TAREFA SOLICITADA A ▸ Reproduza o trecho das entradas que começa na linha que contém "Tag the rock" e termina no fim das entradas, trocando "white window" por "white door" e mantendo todo o resto inalterado.

FONTE ▸
Imagino que os mais perceptivos dentre vocês aí, meus seis ou sete leitores, tenham se dado conta de uma coisa curiosa na minha coluna da semana passada: era a republicação de um texto que já havia saído neste espaço exatamente um ano antes, versando sobre literatura e política, um texto do qual gosto, aliás, mas não é como se um opinador contumaz como eu tivesse material para apenas um ano de coluna semanais e agora vou ficar apenas republicando ad infinitum meus textos menos constrangedores, não, não é isso. O que aconteceu foi que eu não consegui mandar o texto da semana passada para o nosso nobre e abnegado editor Luiz Fernando Moraes.
É algo de que não me orgulho, mas é que eu estava me divertindo tanto em uma experiência nostálgica de retorno a tempos mais simples que eu simplesmente perdi o prazo e o Luiz Fernando teve que reprisar texto antigo. Eu estava, pra ser sucinto, curtindo adoidado os diferentes estágios de uma gradual viagem no tempo proporcionada pelo esforço denodado de nossos principais governantes locais.
O primeiro estágio dessa jornada idílica a tempos menos cínicos se deu na noite de quarta-feira, em que, após 24 horas sem luz devido aos temporal que atingiu o Estado na noite de terça-feira, eu e minha mulher nos dedicamos a cozinhar um alentado jantar com tudo o que inevitavelmente estragaria na geladeira – em um golpe de infortúnio, era muita coisa, havíamos feito o supermercado no domingo, e eu ando precisando emagrecer, e claramente a função toda daquela comilança não ajudou muito.
Mas ter a oportunidade de ser lembrado do valor de um romântico jantar à luz de velas após uma relação de quase duas décadas é uma preciosidade, então é algo pelo que sempre serei grato à CEEE Equatorial, à forma como ela administra as ocorrências de falta de luz nesta nossa Porto Alegre. Pensamos até mesmo em caprichar na decoração com as cores vermelho e preto, combinação muito evocativa do período Romântico, mas dado o estado de breu de nosso apartamento só conseguiríamos distinguir as cores do tecido chegando aproximando das velas, o que não achamos muito recomendável em termos de segurança.

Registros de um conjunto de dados

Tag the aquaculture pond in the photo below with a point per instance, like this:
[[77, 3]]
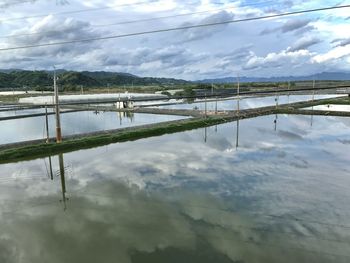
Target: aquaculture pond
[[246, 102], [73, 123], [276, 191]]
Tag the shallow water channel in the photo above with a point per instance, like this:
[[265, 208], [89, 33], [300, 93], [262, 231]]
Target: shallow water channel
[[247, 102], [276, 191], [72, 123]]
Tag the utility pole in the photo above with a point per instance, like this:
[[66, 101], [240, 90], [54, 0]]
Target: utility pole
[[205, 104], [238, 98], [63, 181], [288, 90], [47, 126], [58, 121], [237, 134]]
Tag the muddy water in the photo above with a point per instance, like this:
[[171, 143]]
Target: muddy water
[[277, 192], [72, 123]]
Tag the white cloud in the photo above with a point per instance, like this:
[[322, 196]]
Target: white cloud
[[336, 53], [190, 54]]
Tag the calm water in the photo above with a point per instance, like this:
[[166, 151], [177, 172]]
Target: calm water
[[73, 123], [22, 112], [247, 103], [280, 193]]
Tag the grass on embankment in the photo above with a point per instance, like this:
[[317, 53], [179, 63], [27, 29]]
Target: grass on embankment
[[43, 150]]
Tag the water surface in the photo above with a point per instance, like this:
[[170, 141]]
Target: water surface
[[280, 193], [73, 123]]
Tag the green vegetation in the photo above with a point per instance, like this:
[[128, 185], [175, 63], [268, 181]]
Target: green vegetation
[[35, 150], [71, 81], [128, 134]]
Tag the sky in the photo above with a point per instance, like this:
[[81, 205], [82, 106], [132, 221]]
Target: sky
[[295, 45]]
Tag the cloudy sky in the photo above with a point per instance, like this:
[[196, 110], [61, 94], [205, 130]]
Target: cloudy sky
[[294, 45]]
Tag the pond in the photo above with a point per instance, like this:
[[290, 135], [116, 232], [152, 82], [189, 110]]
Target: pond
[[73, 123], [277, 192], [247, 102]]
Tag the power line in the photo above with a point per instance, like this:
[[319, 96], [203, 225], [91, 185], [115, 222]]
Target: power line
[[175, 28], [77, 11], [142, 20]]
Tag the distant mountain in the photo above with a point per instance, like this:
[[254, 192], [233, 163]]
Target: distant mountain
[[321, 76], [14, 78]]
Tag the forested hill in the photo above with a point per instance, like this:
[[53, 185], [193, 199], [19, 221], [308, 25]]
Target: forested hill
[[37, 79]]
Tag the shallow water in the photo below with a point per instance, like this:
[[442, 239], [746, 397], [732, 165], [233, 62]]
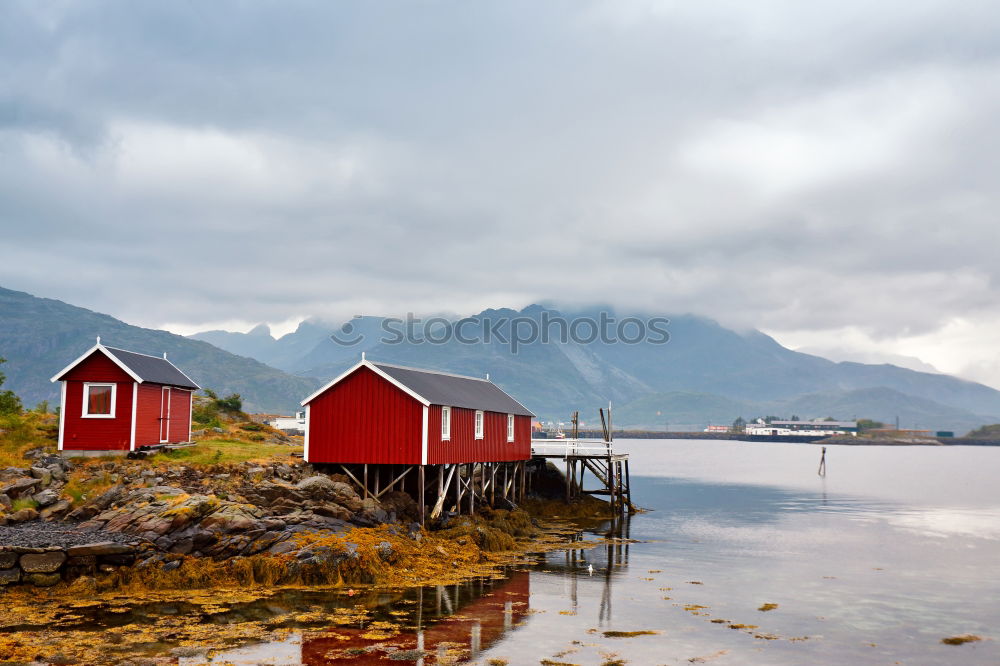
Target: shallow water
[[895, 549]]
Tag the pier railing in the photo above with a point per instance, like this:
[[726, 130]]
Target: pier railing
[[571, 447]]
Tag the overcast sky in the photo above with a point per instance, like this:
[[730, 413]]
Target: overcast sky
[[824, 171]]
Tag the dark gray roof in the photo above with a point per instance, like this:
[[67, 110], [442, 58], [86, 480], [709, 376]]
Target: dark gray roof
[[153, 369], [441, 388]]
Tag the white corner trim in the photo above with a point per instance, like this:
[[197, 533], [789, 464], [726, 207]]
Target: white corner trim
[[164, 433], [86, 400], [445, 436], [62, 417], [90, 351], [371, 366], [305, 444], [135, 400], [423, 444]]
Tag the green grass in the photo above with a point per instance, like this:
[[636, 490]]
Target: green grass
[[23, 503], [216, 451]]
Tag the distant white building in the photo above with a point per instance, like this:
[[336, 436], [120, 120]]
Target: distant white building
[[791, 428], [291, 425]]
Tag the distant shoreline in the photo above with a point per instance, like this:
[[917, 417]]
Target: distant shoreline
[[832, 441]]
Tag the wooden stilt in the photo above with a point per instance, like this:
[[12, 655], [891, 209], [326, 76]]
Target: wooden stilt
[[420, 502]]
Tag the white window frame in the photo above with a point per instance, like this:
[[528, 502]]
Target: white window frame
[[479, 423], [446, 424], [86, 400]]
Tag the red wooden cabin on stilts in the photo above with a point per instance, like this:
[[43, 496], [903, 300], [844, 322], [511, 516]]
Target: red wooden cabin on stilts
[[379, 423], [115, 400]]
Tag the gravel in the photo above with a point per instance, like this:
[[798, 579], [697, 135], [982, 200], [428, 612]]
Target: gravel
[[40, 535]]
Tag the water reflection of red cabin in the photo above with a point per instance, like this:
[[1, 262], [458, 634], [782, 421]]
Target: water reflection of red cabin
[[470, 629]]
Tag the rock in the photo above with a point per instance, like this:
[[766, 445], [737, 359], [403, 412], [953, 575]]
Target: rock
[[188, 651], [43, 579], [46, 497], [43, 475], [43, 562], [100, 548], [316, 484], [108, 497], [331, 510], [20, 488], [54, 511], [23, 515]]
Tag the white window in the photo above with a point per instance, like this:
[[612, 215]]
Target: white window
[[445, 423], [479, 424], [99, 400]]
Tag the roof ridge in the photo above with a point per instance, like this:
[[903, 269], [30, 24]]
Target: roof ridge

TAREFA SOLICITADA B ▸ Na crônica, qual é o nome do editor que teve de republicar um texto antigo?

RESPOSTA A ▸
Tag the rock in the photo above with a point per instance, like this:
[[766, 445], [737, 359], [403, 412], [953, 575]]
Target: rock
[[188, 651], [43, 579], [46, 497], [43, 475], [43, 562], [100, 548], [316, 484], [108, 497], [331, 510], [20, 488], [54, 511], [23, 515]]
Tag the white door in the photo above with a point per instance, like this:
[[612, 215]]
Target: white door
[[445, 423], [479, 424], [99, 400]]
Tag the roof ridge in the photo above with a point per instance, like this:
[[903, 269], [30, 24]]
Target: roof ridge

RESPOSTA B ▸ Luiz Fernando Moraes.